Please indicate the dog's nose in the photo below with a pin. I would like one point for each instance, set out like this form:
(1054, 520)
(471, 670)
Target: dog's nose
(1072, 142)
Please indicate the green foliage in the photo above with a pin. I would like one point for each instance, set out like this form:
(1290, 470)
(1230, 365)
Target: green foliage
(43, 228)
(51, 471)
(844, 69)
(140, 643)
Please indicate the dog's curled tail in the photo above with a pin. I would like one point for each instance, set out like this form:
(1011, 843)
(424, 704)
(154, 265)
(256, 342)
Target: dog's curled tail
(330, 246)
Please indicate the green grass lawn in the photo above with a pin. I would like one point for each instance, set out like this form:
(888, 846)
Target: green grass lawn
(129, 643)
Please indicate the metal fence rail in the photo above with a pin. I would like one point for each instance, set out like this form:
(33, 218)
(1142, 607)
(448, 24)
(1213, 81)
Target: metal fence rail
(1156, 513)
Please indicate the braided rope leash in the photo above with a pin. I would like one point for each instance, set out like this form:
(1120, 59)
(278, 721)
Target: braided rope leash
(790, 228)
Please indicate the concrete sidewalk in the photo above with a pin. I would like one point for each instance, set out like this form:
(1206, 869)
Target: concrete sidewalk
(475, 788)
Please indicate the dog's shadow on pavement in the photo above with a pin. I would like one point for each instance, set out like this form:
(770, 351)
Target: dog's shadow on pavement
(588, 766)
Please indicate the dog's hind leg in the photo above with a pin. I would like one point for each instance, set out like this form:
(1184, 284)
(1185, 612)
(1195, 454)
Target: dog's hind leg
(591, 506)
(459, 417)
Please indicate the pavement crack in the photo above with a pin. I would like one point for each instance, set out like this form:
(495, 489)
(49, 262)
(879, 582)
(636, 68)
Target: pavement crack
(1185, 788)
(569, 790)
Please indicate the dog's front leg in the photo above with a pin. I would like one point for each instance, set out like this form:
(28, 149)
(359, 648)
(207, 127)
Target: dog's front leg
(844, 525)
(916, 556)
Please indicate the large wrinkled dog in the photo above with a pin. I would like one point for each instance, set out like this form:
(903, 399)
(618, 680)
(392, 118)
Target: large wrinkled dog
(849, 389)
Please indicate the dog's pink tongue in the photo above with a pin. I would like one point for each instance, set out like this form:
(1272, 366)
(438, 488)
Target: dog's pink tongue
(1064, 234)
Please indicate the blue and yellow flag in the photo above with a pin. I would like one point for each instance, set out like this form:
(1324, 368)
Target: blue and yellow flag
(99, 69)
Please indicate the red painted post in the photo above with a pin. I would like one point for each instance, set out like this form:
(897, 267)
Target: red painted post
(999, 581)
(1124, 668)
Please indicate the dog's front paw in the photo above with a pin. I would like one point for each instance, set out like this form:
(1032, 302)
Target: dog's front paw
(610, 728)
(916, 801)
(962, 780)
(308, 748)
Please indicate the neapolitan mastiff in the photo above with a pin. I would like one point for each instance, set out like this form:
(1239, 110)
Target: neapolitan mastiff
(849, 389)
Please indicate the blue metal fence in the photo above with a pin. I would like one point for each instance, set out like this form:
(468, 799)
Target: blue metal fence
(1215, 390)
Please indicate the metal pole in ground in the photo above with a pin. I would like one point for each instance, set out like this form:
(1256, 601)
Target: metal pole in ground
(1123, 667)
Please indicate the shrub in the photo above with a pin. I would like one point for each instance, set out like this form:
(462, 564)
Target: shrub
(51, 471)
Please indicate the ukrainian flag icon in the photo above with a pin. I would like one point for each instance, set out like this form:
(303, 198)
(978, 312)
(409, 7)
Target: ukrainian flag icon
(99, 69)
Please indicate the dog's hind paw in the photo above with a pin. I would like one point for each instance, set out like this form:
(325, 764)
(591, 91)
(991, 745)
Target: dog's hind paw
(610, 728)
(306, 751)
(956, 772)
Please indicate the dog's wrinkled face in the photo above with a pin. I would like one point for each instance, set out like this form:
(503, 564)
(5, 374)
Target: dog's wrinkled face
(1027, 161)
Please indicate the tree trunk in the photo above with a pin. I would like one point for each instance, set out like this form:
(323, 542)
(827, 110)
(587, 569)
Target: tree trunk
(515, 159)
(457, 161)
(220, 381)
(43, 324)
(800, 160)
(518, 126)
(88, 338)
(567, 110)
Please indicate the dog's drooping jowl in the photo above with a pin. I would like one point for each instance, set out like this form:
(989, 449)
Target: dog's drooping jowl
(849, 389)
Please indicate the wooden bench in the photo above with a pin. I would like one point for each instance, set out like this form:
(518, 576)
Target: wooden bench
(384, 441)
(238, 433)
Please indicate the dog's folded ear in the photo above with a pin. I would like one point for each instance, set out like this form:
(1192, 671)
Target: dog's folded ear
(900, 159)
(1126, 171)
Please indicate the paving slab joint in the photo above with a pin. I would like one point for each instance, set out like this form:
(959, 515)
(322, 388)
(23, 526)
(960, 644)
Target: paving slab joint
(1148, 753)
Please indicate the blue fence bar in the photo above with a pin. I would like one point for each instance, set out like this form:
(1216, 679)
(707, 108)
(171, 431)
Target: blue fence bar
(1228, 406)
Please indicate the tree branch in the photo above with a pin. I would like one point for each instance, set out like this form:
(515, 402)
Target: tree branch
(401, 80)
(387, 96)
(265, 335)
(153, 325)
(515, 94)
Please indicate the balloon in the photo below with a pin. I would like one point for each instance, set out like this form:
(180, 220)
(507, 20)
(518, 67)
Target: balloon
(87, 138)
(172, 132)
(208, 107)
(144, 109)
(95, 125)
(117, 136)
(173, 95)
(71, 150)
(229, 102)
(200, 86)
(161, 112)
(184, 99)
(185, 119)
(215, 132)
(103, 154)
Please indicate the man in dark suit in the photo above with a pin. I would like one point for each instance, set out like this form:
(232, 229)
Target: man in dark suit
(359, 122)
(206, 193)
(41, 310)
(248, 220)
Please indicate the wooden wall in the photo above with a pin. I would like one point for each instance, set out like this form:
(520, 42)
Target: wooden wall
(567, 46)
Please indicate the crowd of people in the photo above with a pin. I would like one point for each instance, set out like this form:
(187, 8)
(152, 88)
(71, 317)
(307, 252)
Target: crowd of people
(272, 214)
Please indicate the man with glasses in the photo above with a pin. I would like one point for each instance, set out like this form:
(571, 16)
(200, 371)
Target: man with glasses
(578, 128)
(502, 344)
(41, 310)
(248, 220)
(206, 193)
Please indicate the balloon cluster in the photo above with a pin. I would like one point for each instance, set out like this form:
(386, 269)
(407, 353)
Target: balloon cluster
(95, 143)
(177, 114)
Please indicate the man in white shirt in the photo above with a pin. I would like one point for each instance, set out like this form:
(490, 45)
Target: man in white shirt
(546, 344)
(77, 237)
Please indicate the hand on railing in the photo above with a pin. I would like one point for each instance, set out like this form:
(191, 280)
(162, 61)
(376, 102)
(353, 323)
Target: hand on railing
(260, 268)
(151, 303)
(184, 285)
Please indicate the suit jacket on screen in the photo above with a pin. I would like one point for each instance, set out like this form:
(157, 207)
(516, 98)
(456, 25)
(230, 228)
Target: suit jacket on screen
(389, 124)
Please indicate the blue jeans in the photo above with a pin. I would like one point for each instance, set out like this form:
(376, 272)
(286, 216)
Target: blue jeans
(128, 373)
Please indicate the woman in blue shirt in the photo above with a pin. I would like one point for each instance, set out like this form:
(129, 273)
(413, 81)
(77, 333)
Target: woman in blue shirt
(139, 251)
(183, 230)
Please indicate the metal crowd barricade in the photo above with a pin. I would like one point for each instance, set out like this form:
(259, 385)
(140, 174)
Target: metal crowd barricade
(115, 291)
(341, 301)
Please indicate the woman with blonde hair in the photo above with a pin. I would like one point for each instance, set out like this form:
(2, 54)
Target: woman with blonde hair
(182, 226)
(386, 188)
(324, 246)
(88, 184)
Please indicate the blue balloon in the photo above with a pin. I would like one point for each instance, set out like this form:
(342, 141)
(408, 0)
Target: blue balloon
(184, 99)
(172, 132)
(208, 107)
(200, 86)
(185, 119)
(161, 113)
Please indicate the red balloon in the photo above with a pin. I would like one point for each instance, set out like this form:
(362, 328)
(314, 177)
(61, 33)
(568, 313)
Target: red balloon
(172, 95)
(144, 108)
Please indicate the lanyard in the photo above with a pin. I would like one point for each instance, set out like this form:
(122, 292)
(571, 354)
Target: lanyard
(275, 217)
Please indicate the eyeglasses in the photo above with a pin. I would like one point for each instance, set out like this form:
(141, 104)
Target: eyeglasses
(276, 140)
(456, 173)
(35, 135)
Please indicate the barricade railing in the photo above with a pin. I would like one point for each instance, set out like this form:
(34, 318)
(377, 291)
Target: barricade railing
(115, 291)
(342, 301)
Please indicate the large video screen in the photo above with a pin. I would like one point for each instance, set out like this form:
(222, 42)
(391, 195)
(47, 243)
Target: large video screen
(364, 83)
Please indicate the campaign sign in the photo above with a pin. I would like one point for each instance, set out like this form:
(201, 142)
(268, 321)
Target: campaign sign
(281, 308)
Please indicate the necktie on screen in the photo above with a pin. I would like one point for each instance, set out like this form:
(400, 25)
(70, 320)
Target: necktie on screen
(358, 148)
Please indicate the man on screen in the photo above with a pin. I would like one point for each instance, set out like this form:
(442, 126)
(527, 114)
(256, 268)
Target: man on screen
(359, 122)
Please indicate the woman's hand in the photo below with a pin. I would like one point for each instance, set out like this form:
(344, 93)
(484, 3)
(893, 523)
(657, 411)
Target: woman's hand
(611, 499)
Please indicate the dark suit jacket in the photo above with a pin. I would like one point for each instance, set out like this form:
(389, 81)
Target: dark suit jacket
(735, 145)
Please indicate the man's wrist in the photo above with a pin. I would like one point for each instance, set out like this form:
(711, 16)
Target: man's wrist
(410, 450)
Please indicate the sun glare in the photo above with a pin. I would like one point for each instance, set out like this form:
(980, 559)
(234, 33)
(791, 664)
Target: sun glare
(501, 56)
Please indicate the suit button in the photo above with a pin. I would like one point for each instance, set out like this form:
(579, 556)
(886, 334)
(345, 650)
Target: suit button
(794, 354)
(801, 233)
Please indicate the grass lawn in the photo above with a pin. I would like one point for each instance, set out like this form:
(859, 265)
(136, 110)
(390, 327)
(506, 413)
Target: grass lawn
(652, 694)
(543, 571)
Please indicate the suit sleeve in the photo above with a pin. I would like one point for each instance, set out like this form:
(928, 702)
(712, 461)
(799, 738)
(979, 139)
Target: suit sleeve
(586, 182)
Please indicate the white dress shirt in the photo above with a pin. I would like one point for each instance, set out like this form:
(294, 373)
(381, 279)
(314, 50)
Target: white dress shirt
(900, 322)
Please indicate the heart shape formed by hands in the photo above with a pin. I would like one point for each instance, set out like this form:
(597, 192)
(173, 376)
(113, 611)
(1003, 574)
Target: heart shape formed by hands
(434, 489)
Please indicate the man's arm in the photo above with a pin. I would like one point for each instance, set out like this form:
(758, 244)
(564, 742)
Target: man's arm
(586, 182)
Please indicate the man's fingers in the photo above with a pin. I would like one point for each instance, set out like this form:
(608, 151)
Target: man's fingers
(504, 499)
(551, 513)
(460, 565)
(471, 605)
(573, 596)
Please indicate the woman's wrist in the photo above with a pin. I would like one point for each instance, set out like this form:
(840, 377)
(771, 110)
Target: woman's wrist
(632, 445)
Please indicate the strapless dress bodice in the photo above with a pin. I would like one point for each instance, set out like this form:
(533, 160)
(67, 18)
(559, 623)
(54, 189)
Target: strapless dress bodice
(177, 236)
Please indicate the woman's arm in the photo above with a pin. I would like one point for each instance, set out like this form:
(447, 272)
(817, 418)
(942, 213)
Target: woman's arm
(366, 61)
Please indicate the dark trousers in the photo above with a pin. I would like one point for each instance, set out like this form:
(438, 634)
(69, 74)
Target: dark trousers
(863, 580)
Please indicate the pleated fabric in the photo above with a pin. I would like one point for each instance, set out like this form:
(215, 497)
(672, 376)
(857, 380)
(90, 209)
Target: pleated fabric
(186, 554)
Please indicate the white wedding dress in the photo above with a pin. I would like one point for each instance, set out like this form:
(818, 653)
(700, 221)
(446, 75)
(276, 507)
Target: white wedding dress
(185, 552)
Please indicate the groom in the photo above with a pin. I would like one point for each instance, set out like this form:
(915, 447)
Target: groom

The task:
Copy out the lines of the listing above verbatim, starting at the line that contains "Please indicate the neapolitan" and ending at the line that contains "(1123, 667)".

Reply to the exercise:
Please indicate the neapolitan mastiff in the photo above with a pin. I would like one point for each instance, set out like this form:
(1239, 110)
Target: neapolitan mastiff
(849, 389)
Please indicate the blue metal fence in the photo above with a pin. I would like one point for each instance, set out like this form:
(468, 799)
Target: blue metal fence
(1215, 390)
Please indicate the metal pole in ground in the photo above with a pin. I would like one point for each instance, set out like this form:
(1256, 601)
Target: metal pole in ground
(1123, 667)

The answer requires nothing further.